#### [TEXTE SOURCE]
★ ★ ★ ★

Les initiatives militantes prises sur cette
orientation durant les cinq dernières années ont rencontré un écho non
négligeable, quand bien même elles étaient forcément limitées, faute de parti ouvrier
révolutionnaire ou tout du moins d'organisation révolutionnaire constituée et
combattant sur cette orientation. Mais, en d'autres termes, celle-ci seule,
prenant appui sur les rapports politiques établis en 1997, pouvait permettre
aux travailleurs et jeunes d'utiliser les liens, mêmes ténus, qu'ils
entretiennent avec les partis ouvriers traîtres et dégénérés, à leur avantage.
Au lieu de quoi c'est le contraire qui s'est produit: la place du PS, et aussi
du PCF (qu'on pense à la SNCF) au gouvernement a servi à boucher toute
perspective alternative à la classe ouvrière. Concernant le PCF, relevons ces
propos de Jospin dans Le Temps de répondre:
"JC
Gayssot est un homme chaleureux, bosseur, malin et expérimenté, ayant une
connaissance intime du syndicalisme – ce qui lui a été utile à plusieurs
reprises. Capable de débrouiller des dossiers difficiles, il apporte beaucoup
au gouvernement".
Aussi faut-il le constater, malgré les combats
engagés dans tel ou tel secteur, le gouvernement dirigé par Jospin aura eu dans
l'ensemble les moyens politiques de mener son offensive contre les conditions
de travail et d'existence des travailleurs et des jeunes. Les premiers
responsables en sont bien sûr les dirigeants des appareils bureaucratiques CGT
et FO, qui ont fait œuvre d'allégeance totale au gouvernement de la
"gauche plurielle". Mais encore: ces dirigeants ont pu appliquer
l'orientation définie principalement au 46ème congrès de la CGT (le
"syndicalisme de proposition") dans la mesure où, dans les
rangs du prolétariat, coexiste avec un potentiel de combat certain une grande
désillusion et un grand désarroi politiques.

★ ★ ★ ★

#### [DONNÉES RECUEILLIES]
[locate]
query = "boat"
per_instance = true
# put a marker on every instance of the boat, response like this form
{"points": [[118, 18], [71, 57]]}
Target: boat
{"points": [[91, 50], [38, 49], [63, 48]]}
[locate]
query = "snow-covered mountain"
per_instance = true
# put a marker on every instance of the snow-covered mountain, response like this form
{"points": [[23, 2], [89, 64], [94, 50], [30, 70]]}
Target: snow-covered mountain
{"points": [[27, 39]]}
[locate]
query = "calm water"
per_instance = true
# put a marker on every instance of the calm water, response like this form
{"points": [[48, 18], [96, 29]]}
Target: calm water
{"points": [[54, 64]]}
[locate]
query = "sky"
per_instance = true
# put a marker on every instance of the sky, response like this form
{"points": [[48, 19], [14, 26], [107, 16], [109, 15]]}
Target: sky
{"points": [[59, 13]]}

★ ★ ★ ★

#### [CONSIGNES]
1. Selon le texte sur le gouvernement Jospin, lors de quel congrès de la CGT l'orientation du « syndicalisme de proposition » a-t-elle été principalement définie ?
2. Poursuivez le texte sur le gouvernement Jospin à partir de sa dernière phrase.

#### [RÉPONSES]
1. Au 46e congrès de la CGT.

2.
Les sources de cette confusion politique ne sont
guère mystérieuses. En 1981, l'élection de F.Mitterrand, premier secrétaire du
PS, et celle d'une majorité de députés PS et PCF, ont constitué une défaite
historique des partis bourgeois. En 1988 et 1997, à nouveau, les principaux
partis bourgeois ont été chassés du pouvoir. A chaque fois, bien que cela
n'était pas écrit à l'avance, c'est une politique toujours tournée contre les
travailleurs, au profit des capitalistes, qui a été menée. A chaque fois, les
appareils syndicaux ont collé aux basques des gouvernements bourgeois de
coalition mis en place par Mitterrand puis Jospin depuis 1997.
En ces circonstances, il a manqué une organisation
ouvrière révolutionnaire, que l'existence de l'OCI/PCI donnait la possibilité
de construire . L'abandon par sa direction de sa politique de combat sur l'axe
du front unique des organisations ouvrières contre les gouvernements à la solde
du capital d'union de la gauche/front populaire, pour le gouvernement ouvrier,
l'a interdit. Cette trahison a débouché sur la liquidation du PCI en 1991.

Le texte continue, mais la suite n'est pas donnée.